◆ **DIRECTIONS**
Arrange the rows from the line containing "Return the segmentation of every instance of the **brown" through the line containing "M 178 133 L", inclusive, as a two-column CSV with the header instruction,output. Each row goes on its own line with its text and its answer, each in a single quoted field, and line breaks within a field become spaces.
· · · · · · ·
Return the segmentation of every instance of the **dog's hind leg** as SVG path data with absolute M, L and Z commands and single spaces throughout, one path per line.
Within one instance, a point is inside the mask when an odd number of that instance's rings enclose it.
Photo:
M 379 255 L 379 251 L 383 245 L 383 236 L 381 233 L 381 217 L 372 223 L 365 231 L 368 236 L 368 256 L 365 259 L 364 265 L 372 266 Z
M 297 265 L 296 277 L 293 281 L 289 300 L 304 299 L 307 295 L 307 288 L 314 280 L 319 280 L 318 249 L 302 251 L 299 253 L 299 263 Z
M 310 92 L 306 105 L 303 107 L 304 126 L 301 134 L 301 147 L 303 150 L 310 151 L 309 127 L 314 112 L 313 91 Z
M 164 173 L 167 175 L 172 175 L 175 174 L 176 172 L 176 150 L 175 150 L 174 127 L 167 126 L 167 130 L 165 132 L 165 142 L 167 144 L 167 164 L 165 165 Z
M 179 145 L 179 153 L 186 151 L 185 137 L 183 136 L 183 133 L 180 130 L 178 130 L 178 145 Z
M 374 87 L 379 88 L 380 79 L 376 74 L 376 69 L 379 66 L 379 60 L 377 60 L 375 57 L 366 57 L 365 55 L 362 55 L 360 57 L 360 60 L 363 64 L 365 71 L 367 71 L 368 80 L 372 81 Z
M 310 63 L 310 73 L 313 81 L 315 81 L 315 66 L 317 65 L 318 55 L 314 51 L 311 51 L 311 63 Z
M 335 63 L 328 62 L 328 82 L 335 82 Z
· · · · · · ·
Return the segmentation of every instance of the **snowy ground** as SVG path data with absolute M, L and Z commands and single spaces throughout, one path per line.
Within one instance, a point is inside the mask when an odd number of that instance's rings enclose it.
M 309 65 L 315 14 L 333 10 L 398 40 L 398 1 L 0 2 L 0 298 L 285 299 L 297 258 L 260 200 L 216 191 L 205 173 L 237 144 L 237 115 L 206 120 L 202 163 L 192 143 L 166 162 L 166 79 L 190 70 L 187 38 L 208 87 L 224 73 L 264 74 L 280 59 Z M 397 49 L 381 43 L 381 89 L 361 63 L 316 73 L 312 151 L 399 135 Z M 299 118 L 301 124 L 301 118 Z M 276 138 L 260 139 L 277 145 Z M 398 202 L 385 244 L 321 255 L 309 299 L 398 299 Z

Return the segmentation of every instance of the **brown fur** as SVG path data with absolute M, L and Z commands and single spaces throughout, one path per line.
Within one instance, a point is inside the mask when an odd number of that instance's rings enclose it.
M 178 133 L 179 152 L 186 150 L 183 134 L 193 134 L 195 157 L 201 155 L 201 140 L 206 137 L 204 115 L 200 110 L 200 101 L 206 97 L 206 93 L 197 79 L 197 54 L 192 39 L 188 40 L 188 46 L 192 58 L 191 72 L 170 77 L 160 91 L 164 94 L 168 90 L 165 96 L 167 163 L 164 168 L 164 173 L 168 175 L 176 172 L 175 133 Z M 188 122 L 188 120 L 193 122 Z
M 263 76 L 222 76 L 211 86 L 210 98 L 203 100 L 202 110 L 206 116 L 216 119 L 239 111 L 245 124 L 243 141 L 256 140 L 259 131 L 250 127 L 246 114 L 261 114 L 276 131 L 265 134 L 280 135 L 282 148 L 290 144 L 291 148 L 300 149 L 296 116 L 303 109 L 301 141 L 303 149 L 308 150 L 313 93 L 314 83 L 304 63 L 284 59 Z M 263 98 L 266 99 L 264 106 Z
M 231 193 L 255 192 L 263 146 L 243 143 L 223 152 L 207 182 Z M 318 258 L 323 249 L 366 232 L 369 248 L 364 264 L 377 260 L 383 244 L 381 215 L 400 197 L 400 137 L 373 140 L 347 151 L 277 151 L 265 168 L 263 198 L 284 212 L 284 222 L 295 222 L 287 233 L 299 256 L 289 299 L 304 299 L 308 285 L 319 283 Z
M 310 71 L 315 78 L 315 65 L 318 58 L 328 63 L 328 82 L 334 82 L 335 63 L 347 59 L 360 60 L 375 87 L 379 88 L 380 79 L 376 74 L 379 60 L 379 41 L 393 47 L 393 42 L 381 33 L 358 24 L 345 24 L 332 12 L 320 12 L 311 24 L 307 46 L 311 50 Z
· · · · · · ·
◆ **SOLUTION TO THIS EXERCISE**
instruction,output
"Return the segmentation of every instance of the **brown fur** as SVG path data with absolute M, L and Z commands and single spaces throughout, one path per line. Within one instance, a point is inside the mask when an odd number of that instance's rings enclose it.","M 178 133 L 179 152 L 186 150 L 183 134 L 193 134 L 195 157 L 201 155 L 201 140 L 206 137 L 204 115 L 200 110 L 200 101 L 206 97 L 206 93 L 197 79 L 197 54 L 192 39 L 188 40 L 188 46 L 192 58 L 191 72 L 170 77 L 160 91 L 164 94 L 168 90 L 165 96 L 167 163 L 164 168 L 164 173 L 168 175 L 176 172 L 175 133 Z M 188 122 L 188 120 L 193 122 Z"